Point-per-instance localization data
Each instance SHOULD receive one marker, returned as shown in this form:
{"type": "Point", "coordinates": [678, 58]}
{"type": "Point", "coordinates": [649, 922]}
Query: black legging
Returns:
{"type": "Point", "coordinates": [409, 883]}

Work instructions:
A faithful copy of every record is required; output it in full.

Answer box:
Each instance SHOULD receive one marker, returned as shown in this form:
{"type": "Point", "coordinates": [678, 58]}
{"type": "Point", "coordinates": [649, 922]}
Query: black legging
Returns:
{"type": "Point", "coordinates": [409, 883]}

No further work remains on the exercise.